Direction
Extract the text of every entry below exactly; leave images out.

Dataset excerpts on object pointing
## start
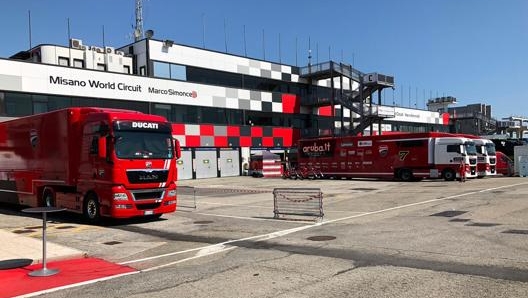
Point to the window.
(64, 61)
(40, 107)
(18, 104)
(78, 63)
(161, 69)
(413, 143)
(162, 110)
(453, 148)
(94, 147)
(178, 72)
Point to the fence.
(297, 203)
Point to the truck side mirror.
(101, 147)
(177, 148)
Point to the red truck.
(95, 161)
(402, 156)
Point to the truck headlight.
(120, 196)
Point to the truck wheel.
(406, 175)
(449, 175)
(91, 208)
(48, 198)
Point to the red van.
(504, 164)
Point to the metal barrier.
(293, 203)
(186, 197)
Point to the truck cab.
(486, 158)
(127, 166)
(456, 157)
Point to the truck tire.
(48, 198)
(406, 175)
(91, 209)
(449, 175)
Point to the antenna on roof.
(138, 29)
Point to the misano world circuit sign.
(121, 86)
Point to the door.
(184, 165)
(206, 164)
(229, 163)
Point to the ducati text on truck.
(403, 156)
(98, 162)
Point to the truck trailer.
(402, 156)
(95, 161)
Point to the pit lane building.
(223, 107)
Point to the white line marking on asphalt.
(292, 230)
(236, 205)
(247, 218)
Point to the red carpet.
(15, 282)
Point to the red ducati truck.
(403, 156)
(95, 161)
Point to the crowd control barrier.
(298, 203)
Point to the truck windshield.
(471, 149)
(143, 145)
(490, 148)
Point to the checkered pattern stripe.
(205, 135)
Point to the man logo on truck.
(403, 155)
(144, 125)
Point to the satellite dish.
(149, 33)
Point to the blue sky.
(474, 50)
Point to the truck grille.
(148, 206)
(151, 194)
(144, 176)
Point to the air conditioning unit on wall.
(75, 43)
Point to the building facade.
(223, 107)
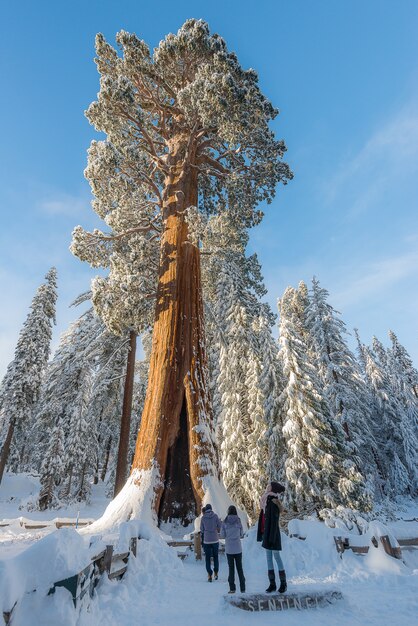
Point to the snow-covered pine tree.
(82, 395)
(105, 405)
(52, 469)
(319, 470)
(125, 299)
(232, 290)
(179, 135)
(272, 385)
(343, 386)
(399, 376)
(387, 422)
(402, 364)
(21, 385)
(63, 403)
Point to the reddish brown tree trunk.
(6, 449)
(177, 375)
(125, 423)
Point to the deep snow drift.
(159, 589)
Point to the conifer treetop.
(190, 97)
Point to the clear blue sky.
(344, 75)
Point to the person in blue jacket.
(210, 526)
(232, 532)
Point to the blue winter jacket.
(210, 526)
(232, 532)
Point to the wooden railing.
(108, 562)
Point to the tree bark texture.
(6, 448)
(125, 423)
(177, 375)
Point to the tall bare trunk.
(106, 462)
(177, 376)
(125, 423)
(6, 448)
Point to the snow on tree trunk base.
(136, 501)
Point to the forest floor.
(161, 590)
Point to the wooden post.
(133, 546)
(107, 559)
(396, 552)
(197, 546)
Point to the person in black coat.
(268, 532)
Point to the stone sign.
(283, 602)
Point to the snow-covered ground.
(18, 493)
(159, 589)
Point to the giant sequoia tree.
(186, 127)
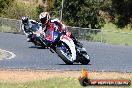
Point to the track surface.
(104, 57)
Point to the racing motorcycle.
(66, 49)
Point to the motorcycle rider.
(46, 21)
(29, 26)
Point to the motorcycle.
(66, 49)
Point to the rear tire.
(65, 59)
(84, 59)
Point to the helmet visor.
(43, 20)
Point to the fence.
(94, 35)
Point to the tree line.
(82, 13)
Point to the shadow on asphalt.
(37, 47)
(73, 64)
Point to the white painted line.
(12, 55)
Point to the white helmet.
(44, 17)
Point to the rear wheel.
(84, 58)
(64, 53)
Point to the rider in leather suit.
(46, 21)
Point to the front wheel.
(64, 53)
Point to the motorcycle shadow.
(74, 64)
(38, 47)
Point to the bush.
(17, 10)
(4, 4)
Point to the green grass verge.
(54, 83)
(5, 28)
(113, 35)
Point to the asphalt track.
(104, 57)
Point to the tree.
(82, 13)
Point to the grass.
(113, 35)
(54, 83)
(1, 54)
(5, 28)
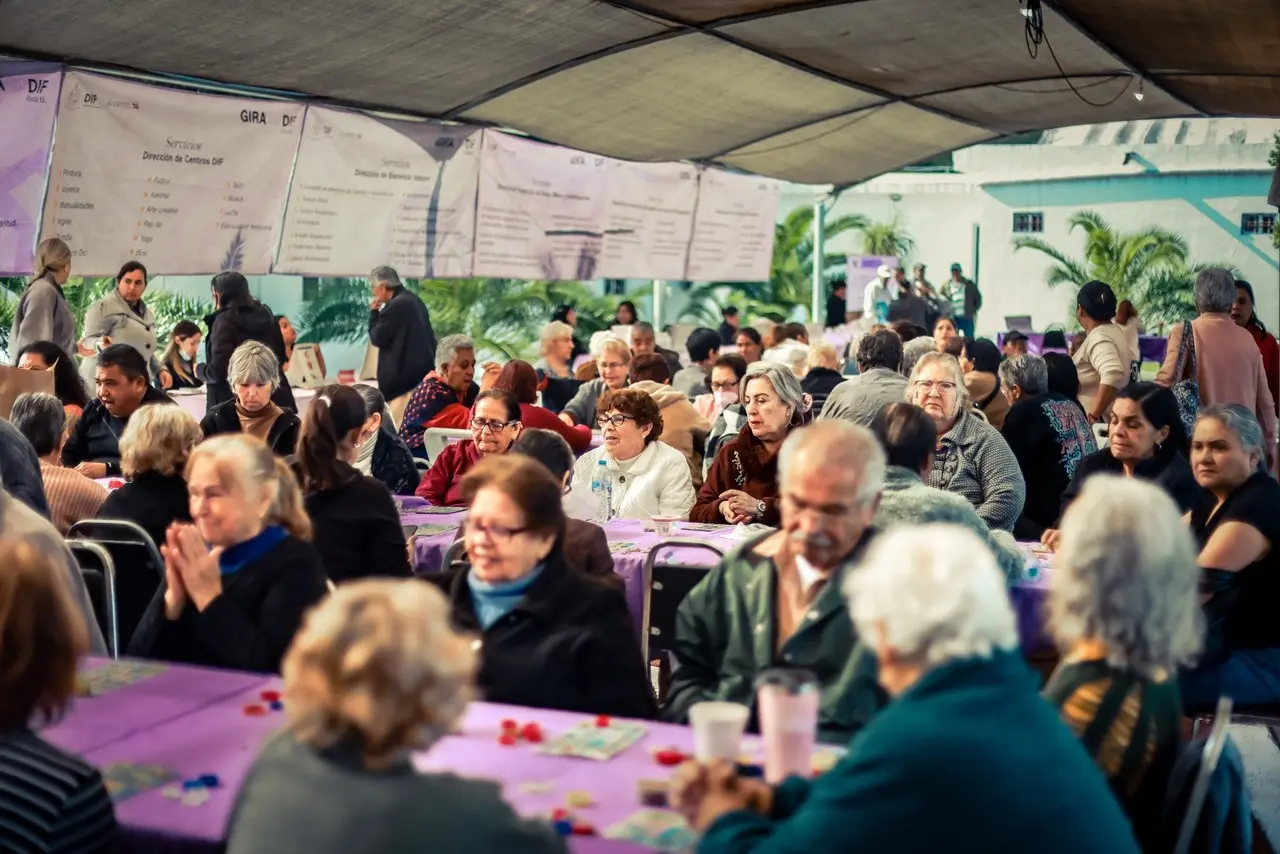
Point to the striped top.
(72, 496)
(50, 802)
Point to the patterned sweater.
(72, 496)
(974, 461)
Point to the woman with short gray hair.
(1048, 437)
(1220, 356)
(1237, 526)
(972, 459)
(254, 375)
(1124, 612)
(557, 351)
(743, 482)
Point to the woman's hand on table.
(703, 793)
(736, 506)
(196, 563)
(1051, 538)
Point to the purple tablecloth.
(429, 551)
(1151, 348)
(137, 708)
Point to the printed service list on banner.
(184, 183)
(371, 191)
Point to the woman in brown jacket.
(743, 483)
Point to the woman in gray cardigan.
(970, 459)
(42, 311)
(123, 318)
(375, 674)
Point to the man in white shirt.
(878, 295)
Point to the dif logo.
(256, 117)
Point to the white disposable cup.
(717, 729)
(664, 525)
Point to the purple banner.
(28, 103)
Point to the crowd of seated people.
(882, 565)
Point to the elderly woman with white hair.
(743, 483)
(1125, 615)
(1237, 526)
(972, 459)
(1221, 357)
(557, 351)
(374, 675)
(444, 396)
(254, 374)
(967, 757)
(613, 364)
(240, 578)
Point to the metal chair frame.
(106, 566)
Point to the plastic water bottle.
(602, 487)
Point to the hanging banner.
(650, 220)
(28, 103)
(371, 191)
(184, 183)
(542, 210)
(734, 228)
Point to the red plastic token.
(668, 757)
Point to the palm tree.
(504, 316)
(887, 240)
(1123, 260)
(790, 282)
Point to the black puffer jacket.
(228, 329)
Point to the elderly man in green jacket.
(965, 759)
(776, 601)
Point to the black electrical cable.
(1034, 35)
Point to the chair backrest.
(1206, 803)
(99, 572)
(666, 585)
(138, 566)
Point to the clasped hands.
(191, 570)
(703, 793)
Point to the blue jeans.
(1248, 676)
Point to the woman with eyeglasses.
(494, 425)
(549, 636)
(649, 476)
(972, 459)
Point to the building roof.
(816, 91)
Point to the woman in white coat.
(123, 318)
(649, 478)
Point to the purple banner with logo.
(28, 104)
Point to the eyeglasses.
(499, 534)
(493, 427)
(927, 386)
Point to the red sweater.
(1270, 351)
(535, 416)
(442, 485)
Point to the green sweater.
(967, 761)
## end
Task answer
Point to the window.
(64, 61)
(40, 107)
(18, 104)
(78, 63)
(161, 69)
(413, 143)
(162, 110)
(453, 148)
(94, 147)
(178, 72)
Point to the fence.
(297, 203)
Point to the truck side mirror.
(101, 147)
(177, 148)
Point to the red truck.
(95, 161)
(402, 156)
Point to the truck headlight.
(120, 196)
Point to the truck wheel.
(406, 175)
(449, 175)
(91, 208)
(48, 198)
Point to the red van.
(504, 164)
Point to the metal barrier.
(293, 203)
(186, 197)
Point to the truck cab.
(486, 158)
(127, 166)
(456, 157)
Point to the truck tire.
(48, 198)
(406, 175)
(91, 209)
(449, 175)
Point to the antenna on roof.
(138, 29)
Point to the misano world circuit sign.
(121, 86)
Point to the door.
(184, 165)
(206, 164)
(229, 163)
Point to the ducati text on truck.
(403, 156)
(98, 162)
Point to the truck trailer.
(402, 156)
(95, 161)
Point to the pit lane building.
(223, 107)
Point to the white line marking on asphalt.
(292, 230)
(236, 205)
(247, 218)
Point to the red carpet.
(15, 282)
Point to the red ducati truck.
(403, 156)
(95, 161)
Point to the crowd control barrier.
(298, 203)
Point to the truck windshield.
(471, 149)
(143, 145)
(490, 148)
Point to the checkered pattern stripe.
(205, 135)
Point to the man logo on truck.
(403, 155)
(144, 125)
Point to the satellite dish.
(149, 33)
Point to the blue sky.
(474, 50)
Point to the truck grille.
(148, 206)
(151, 194)
(144, 176)
Point to the air conditioning unit on wall.
(75, 43)
Point to the building facade.
(223, 107)
Point to the snow-covered pine tree.
(82, 395)
(105, 405)
(52, 469)
(319, 470)
(125, 299)
(232, 290)
(179, 135)
(272, 385)
(343, 386)
(399, 376)
(387, 422)
(402, 364)
(21, 385)
(63, 403)
Point to the reddish brown tree trunk.
(6, 449)
(177, 375)
(125, 423)
Point to the deep snow drift.
(159, 589)
Point to the conifer treetop.
(190, 97)
Point to the clear blue sky.
(344, 75)
Point to the person in blue jacket.
(210, 526)
(232, 532)
Point to the blue winter jacket.
(210, 526)
(232, 532)
Point to the wooden railing.
(108, 562)
Point to the tree bark texture.
(6, 448)
(125, 423)
(177, 375)
Point to the tall bare trunk.
(106, 462)
(177, 376)
(125, 423)
(6, 448)
Point to the snow on tree trunk base.
(136, 501)
Point to the forest floor.
(161, 590)
Point to the wooden post.
(133, 546)
(107, 559)
(396, 552)
(197, 546)
Point to the person in black coat.
(268, 532)
Point to the stone sign.
(283, 602)
Point to the snow-covered ground.
(18, 493)
(159, 589)
Point to the giant sequoia tree.
(186, 127)
Point to the track surface.
(104, 57)
Point to the racing motorcycle.
(66, 49)
Point to the motorcycle rider.
(46, 21)
(29, 26)
Point to the motorcycle.
(66, 49)
Point to the rear tire.
(65, 59)
(84, 59)
Point to the helmet visor.
(43, 20)
Point to the fence.
(94, 35)
Point to the tree line.
(82, 13)
Point to the shadow on asphalt.
(37, 47)
(73, 64)
Point to the white painted line.
(12, 55)
Point to the white helmet.
(44, 17)
Point to the rear wheel.
(84, 58)
(64, 53)
Point to the rider in leather suit.
(46, 21)
Point to the front wheel.
(64, 53)
Point to the motorcycle shadow.
(74, 64)
(38, 47)
Point to the bush.
(17, 10)
(4, 4)
Point to the green grass verge.
(54, 83)
(5, 28)
(113, 35)
Point to the asphalt track.
(104, 57)
Point to the tree.
(82, 13)
Point to the grass.
(113, 35)
(54, 83)
(1, 54)
(5, 28)
Point to the striped top.
(72, 496)
(50, 802)
Point to the patterned sweater.
(72, 496)
(974, 461)
Point to the woman with short gray hair.
(1048, 437)
(1220, 356)
(1237, 526)
(972, 459)
(254, 375)
(1124, 612)
(557, 351)
(743, 482)
Point to the woman's hand on table.
(703, 793)
(736, 506)
(196, 563)
(1051, 538)
Point to the purple tablecloth.
(429, 551)
(1151, 348)
(137, 708)
Point to the printed service list on banner.
(184, 183)
(371, 191)
Point to the woman in brown jacket.
(743, 483)
Point to the woman in gray cardigan.
(970, 459)
(42, 311)
(123, 318)
(375, 674)
Point to the man in white shirt.
(878, 295)
Point to the dif logo.
(256, 117)
Point to the white disposable cup.
(717, 729)
(664, 525)
Point to the purple banner.
(28, 103)
Point to the crowd of seated people.
(882, 565)
Point to the elderly woman with white hair.
(743, 483)
(1125, 615)
(1237, 526)
(972, 459)
(1221, 357)
(557, 351)
(374, 675)
(444, 396)
(254, 374)
(967, 757)
(613, 364)
(240, 578)
Point to the metal chair frame.
(106, 566)
Point to the plastic water bottle.
(602, 487)
Point to the hanging banner.
(650, 220)
(28, 103)
(371, 191)
(184, 183)
(542, 210)
(734, 228)
Point to the red plastic token.
(668, 757)
Point to the palm tree.
(504, 316)
(887, 240)
(1123, 260)
(790, 282)
Point to the black puffer jacket.
(228, 329)
Point to the elderly man in green jacket.
(965, 759)
(776, 601)
Point to the black electrical cable.
(1034, 35)
Point to the chair backrest.
(1206, 803)
(99, 572)
(666, 585)
(138, 566)
Point to the clasped hands.
(191, 570)
(703, 793)
Point to the blue jeans.
(1248, 676)
Point to the woman with eyeglasses.
(494, 425)
(549, 636)
(649, 476)
(972, 459)
Point to the building roof.
(816, 91)
Point to the woman in white coat.
(123, 318)
(649, 478)
Point to the purple banner with logo.
(28, 104)
Point to the eyeglasses.
(499, 534)
(493, 427)
(927, 386)
Point to the red sweater.
(1270, 351)
(535, 416)
(442, 485)
Point to the green sweater.
(967, 761)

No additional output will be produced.